[[ DATASET CONTENT, beginning ]]
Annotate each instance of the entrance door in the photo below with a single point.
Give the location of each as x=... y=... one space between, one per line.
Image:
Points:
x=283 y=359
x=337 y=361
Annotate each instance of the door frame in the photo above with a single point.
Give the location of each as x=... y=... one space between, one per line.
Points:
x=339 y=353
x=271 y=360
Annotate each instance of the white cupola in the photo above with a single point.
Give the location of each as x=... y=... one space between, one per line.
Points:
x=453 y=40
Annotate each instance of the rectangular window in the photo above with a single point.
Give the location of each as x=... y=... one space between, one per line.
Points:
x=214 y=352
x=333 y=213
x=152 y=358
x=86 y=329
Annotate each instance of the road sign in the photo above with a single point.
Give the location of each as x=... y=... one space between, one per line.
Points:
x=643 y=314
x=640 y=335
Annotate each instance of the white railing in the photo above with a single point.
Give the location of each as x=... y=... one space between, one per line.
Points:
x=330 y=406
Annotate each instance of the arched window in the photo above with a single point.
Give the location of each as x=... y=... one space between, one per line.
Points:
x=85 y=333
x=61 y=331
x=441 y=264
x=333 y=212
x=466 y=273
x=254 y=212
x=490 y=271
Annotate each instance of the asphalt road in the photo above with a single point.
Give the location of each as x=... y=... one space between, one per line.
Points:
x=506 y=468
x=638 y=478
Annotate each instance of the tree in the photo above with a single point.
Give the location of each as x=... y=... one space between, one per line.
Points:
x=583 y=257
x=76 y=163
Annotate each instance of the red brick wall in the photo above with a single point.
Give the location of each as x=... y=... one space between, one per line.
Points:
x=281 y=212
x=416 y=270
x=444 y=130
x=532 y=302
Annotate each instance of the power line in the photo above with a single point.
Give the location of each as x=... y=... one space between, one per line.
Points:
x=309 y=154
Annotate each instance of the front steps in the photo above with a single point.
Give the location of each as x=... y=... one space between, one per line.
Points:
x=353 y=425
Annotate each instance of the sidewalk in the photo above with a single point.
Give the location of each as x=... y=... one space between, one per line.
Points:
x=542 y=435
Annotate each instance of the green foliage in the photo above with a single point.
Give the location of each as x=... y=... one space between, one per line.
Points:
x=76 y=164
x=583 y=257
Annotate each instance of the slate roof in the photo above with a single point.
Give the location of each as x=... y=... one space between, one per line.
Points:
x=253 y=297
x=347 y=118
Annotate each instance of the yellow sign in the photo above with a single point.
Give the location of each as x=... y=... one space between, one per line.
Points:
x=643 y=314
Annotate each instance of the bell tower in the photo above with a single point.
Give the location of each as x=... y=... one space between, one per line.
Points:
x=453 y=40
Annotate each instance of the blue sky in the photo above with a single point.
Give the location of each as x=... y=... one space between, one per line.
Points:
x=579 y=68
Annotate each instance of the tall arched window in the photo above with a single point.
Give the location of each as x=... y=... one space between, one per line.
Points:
[[ DATASET CONTENT, end ]]
◆ YOUR INSTRUCTIONS: Whenever the word "arched" shows up in a line of the entries, copy that line.

◆ EXERCISE ANSWER:
Annotate each instance of the arched window in the photo above with a single point.
Annotate each instance of the tall arched window in the photo above with a single point.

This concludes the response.